> A run of records:

START

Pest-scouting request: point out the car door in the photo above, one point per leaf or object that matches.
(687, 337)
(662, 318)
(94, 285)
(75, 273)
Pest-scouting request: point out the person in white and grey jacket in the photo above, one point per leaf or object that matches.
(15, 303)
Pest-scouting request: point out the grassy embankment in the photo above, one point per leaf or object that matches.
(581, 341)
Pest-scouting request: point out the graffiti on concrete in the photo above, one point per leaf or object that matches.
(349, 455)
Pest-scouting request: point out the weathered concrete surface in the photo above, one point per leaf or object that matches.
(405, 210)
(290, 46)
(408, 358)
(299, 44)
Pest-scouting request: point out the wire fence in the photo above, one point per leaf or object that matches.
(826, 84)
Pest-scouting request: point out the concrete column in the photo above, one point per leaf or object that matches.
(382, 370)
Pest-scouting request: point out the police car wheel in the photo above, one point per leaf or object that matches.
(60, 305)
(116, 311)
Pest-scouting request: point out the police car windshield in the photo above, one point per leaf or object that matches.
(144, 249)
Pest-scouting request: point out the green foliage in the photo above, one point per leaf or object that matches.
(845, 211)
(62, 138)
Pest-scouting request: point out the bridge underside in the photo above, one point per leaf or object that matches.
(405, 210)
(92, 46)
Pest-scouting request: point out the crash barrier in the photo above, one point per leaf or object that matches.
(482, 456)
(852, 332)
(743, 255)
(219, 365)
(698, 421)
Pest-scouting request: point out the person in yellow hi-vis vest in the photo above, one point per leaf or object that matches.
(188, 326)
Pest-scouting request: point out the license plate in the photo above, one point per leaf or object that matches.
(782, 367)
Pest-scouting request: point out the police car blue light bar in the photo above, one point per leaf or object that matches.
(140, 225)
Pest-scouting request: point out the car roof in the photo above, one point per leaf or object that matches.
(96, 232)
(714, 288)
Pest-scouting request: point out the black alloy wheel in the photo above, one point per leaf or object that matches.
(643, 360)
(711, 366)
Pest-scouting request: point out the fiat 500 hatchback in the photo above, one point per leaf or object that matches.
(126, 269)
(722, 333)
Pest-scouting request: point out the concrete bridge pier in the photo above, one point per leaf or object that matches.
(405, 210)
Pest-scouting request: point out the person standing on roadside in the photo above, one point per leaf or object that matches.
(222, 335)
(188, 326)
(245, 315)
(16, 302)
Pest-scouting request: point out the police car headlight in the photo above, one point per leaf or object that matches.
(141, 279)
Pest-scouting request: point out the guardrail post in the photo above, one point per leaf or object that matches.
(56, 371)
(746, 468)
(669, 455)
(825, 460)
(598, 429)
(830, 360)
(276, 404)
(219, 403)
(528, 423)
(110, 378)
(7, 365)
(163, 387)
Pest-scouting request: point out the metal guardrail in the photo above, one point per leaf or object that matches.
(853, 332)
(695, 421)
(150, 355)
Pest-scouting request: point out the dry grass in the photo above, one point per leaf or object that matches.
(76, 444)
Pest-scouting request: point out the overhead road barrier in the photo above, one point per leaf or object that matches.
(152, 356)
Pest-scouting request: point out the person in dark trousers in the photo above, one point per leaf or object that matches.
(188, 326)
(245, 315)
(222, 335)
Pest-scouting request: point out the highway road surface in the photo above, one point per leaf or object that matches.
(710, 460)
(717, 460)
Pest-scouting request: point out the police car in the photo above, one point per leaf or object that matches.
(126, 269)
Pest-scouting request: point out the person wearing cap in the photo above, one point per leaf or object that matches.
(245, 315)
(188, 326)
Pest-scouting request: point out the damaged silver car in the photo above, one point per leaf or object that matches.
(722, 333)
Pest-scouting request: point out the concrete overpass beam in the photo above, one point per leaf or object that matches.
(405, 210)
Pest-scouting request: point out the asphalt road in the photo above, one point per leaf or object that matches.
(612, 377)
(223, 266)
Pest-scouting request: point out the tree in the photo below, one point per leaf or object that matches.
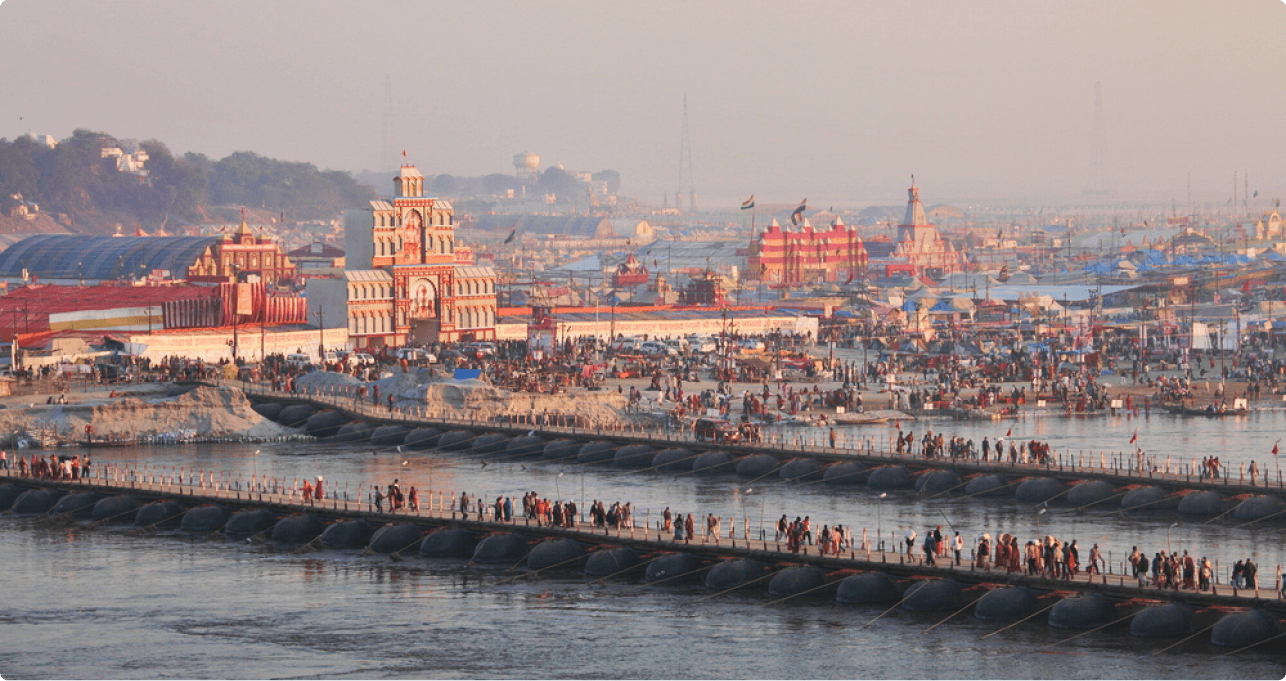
(560, 183)
(611, 177)
(445, 185)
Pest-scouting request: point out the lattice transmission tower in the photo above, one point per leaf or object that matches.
(1100, 176)
(387, 156)
(686, 181)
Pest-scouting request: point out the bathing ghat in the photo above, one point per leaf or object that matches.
(860, 577)
(1098, 481)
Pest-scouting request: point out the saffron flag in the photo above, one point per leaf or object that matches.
(797, 212)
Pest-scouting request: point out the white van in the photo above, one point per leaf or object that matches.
(416, 356)
(628, 344)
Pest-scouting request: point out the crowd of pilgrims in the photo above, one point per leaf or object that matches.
(53, 468)
(936, 446)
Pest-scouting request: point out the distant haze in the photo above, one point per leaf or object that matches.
(833, 100)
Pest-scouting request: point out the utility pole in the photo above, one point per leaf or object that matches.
(320, 315)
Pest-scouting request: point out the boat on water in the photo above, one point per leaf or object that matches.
(1209, 411)
(858, 419)
(91, 443)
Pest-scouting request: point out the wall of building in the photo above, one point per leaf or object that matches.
(212, 347)
(329, 296)
(121, 319)
(358, 239)
(666, 328)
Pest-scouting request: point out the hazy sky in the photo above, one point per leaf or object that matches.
(833, 100)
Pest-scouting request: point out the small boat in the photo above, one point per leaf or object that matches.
(90, 443)
(858, 419)
(1209, 411)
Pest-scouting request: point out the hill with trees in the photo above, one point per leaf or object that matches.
(91, 180)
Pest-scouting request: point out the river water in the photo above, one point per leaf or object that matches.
(85, 603)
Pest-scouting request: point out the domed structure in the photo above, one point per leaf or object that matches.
(526, 166)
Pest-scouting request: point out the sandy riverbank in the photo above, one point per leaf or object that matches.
(138, 410)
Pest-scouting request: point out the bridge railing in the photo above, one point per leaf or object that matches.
(198, 485)
(845, 445)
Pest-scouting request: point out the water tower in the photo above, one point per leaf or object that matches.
(526, 166)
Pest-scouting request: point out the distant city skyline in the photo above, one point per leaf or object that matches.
(839, 102)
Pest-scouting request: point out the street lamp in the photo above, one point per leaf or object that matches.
(880, 522)
(320, 315)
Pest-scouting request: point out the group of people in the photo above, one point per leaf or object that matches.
(314, 491)
(53, 468)
(934, 546)
(800, 532)
(394, 495)
(1051, 557)
(1174, 572)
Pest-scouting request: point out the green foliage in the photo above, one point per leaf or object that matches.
(561, 183)
(75, 177)
(611, 177)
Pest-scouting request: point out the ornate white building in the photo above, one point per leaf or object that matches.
(407, 283)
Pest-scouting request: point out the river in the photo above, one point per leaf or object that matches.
(103, 603)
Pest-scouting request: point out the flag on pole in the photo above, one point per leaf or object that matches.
(797, 212)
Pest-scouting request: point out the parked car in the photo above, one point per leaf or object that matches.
(702, 344)
(678, 344)
(716, 429)
(417, 356)
(480, 350)
(653, 347)
(628, 344)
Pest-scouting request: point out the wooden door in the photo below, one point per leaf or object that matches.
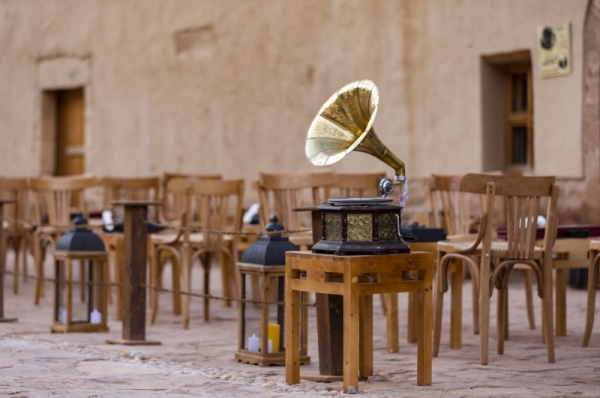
(70, 154)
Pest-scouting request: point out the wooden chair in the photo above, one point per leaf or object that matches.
(173, 205)
(129, 188)
(218, 206)
(283, 194)
(491, 260)
(592, 286)
(55, 200)
(124, 188)
(456, 212)
(17, 222)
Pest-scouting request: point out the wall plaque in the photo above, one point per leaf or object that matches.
(554, 49)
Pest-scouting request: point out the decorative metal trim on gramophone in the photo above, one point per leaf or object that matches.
(360, 225)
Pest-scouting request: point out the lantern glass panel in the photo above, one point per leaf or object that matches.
(60, 313)
(276, 318)
(81, 293)
(252, 311)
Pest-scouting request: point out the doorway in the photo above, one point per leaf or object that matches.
(70, 124)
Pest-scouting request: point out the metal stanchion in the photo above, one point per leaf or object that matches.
(3, 263)
(135, 256)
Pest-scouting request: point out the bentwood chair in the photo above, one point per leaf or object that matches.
(456, 212)
(55, 200)
(285, 194)
(490, 260)
(212, 208)
(173, 205)
(129, 188)
(17, 222)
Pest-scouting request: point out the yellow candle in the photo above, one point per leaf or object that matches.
(274, 335)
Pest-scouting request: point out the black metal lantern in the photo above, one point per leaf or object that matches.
(87, 313)
(261, 314)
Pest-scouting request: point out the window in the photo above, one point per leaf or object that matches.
(518, 121)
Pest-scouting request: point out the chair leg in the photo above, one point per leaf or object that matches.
(175, 276)
(226, 283)
(39, 268)
(456, 306)
(528, 279)
(438, 304)
(155, 281)
(17, 247)
(591, 307)
(206, 263)
(186, 286)
(475, 300)
(547, 310)
(560, 302)
(501, 321)
(484, 310)
(23, 248)
(82, 280)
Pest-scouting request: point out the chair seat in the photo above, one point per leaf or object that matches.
(499, 248)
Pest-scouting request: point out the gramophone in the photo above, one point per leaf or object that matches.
(356, 225)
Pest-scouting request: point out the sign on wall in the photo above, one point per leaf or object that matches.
(554, 49)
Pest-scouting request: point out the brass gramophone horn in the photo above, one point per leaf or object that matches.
(345, 124)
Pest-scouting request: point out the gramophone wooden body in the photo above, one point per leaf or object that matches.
(360, 229)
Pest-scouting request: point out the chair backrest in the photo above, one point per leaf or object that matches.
(18, 214)
(451, 208)
(357, 185)
(214, 206)
(59, 197)
(129, 188)
(280, 194)
(522, 199)
(173, 204)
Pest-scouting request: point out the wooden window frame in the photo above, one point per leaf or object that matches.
(514, 119)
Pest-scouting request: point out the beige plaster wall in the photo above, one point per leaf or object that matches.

END

> Aim:
Reproduce only the lines from the line containing "Pest-scouting request: point out the chair leg" to the last line of the material above, both of those lines included.

> Exercise answer:
Pest-scouting request: point out the chair leg in the photo above, one point per leaf or object that matches.
(175, 276)
(226, 283)
(39, 268)
(456, 306)
(528, 279)
(438, 304)
(155, 281)
(17, 247)
(591, 307)
(206, 263)
(186, 286)
(475, 300)
(547, 310)
(560, 302)
(501, 321)
(484, 310)
(23, 248)
(82, 280)
Pest-scouting request: point out the chair seat in the photo above, one point per leaf or object that matches.
(499, 248)
Pest-scouting request: point out the gramophone in the photo above, one point per leaf or object that matches.
(356, 225)
Pest-scouting request: point out the sign on wall in the photo above, one point per leaf or object that matches.
(554, 49)
Pest-scouting request: point out the brass gramophone horn in the photo above, one point per leaf or object that matches.
(345, 124)
Pest-scouting request: point out the gramophone wooden body in the photo above, one point per leaf or object that matches.
(360, 229)
Pest-scouting request: point out the chair backrest in the photo above, one point per leaf or object that matches.
(18, 214)
(451, 208)
(357, 185)
(214, 206)
(59, 197)
(129, 188)
(280, 194)
(522, 199)
(173, 204)
Pest-scouting request: point out the wooden window frame in the photo above, one point per leaf or object that matches.
(514, 119)
Pest-scouting request: point out the beige plaster wall in the photo above, one point per leaf or object that matches.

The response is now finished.